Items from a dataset
----------------------------------------

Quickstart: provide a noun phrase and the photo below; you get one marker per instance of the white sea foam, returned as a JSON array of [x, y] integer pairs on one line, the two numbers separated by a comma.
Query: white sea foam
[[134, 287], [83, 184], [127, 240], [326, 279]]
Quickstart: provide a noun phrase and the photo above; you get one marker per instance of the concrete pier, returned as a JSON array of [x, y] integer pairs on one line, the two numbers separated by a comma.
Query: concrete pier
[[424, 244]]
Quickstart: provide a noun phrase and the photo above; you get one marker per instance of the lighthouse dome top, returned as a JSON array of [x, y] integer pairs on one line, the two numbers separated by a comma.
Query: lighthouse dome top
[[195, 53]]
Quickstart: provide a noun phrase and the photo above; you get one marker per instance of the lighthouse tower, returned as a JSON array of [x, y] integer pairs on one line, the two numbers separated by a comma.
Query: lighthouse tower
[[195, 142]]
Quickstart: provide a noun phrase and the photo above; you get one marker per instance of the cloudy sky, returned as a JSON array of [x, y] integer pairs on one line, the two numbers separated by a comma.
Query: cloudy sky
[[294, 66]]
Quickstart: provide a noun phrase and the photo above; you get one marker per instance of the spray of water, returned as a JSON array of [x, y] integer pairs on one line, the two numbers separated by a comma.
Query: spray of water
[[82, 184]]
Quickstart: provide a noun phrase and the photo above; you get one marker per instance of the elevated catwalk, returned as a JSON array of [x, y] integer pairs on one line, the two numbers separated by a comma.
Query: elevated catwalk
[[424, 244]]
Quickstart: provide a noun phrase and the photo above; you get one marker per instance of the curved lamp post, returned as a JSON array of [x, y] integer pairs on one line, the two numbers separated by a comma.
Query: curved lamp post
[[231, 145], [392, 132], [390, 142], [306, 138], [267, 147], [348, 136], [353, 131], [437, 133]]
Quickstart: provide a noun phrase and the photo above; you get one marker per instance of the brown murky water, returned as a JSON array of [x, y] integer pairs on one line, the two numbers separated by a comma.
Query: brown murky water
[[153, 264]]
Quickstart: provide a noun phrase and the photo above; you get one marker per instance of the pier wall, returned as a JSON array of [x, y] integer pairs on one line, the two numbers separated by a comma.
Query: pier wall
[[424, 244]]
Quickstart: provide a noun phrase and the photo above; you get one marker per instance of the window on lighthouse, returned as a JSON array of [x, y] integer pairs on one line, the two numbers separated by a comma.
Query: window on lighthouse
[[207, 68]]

----------------------------------------

■ **TO DO**: All of the data shown above must be copied exactly.

■ **WRITTEN SOLUTION**:
Quickstart: provide a noun phrase and the photo below; you get one marker per instance of the white sea foam, returned as a JSON array of [x, y] integer pairs on one line, the two numbers separated by a comma.
Query: white sea foam
[[134, 287], [83, 184], [127, 240], [326, 279]]
Quickstart: provide a noun phrase and the photo above; you get one marker per instance of the concrete pier, returned as a JSON array of [x, y] integer pairs on one line, the two numbers separated by a comma.
Query: concrete pier
[[424, 244]]
Quickstart: provide a noun phrase and the photo above; you get one marker per instance of the lighthouse dome top, returned as a JSON array of [x, y] integer pairs on one line, the two numbers separated by a comma.
Query: lighthouse dome top
[[195, 53]]
Quickstart: provide a noun phrase and the photo above; you get one marker per instance of the lighthouse tower, returned as a JSON array of [x, y] integer pairs on one line, the two numbers separated by a comma.
Query: lighthouse tower
[[195, 142]]
Quickstart: provide a noun phrase and the photo above; you get one marker per instance of the cloudy sky, returned as a JSON array of [x, y] integer pairs on one line, the two numbers separated by a comma.
Query: cloudy sky
[[294, 66]]
Quickstart: provide a noun phrase and the photo above; you get one marker per instance of the spray of water, returned as a JSON array of [x, y] integer pairs on one line, the two numbers separated by a comma.
Query: spray of water
[[82, 184]]
Quickstart: provide a noun phrase and the photo above; you get one marker per instance of the elevated catwalk, returned as a JSON array of [x, y] integer pairs on one line, the two numbers separated by a comma.
Query: elevated catwalk
[[424, 244]]
Quickstart: provide a noun phrase and the photo above; you get one marker per instance of the curved lamp post, returned as a JSON array of [x, y] integer pairs on one line, the two numbers separated by a comma.
Query: curved lamp post
[[231, 145], [392, 132], [390, 142], [306, 138], [267, 147], [348, 136], [353, 131], [437, 133]]
Quickstart: provide a noun phrase and the photo above; you get one marker per instance of the brown murky water, returned as a JSON array of [x, y] integer pairs on one line, the two numbers separated by a comma.
Query: brown murky water
[[153, 264]]
Quickstart: provide a noun phrase and the photo above; you get one marker per instance of the pier wall, returned as a JSON array of [x, y] integer pairs on one line, the two numbers separated by a comma.
Query: pier wall
[[424, 244]]
Quickstart: provide a noun phrase and the photo above; you get one marker per instance of the window on lighthouse, returned as a JSON array of [x, y] integer pairs on one line, the two numbers separated by a comma.
Query: window on lighthouse
[[207, 68]]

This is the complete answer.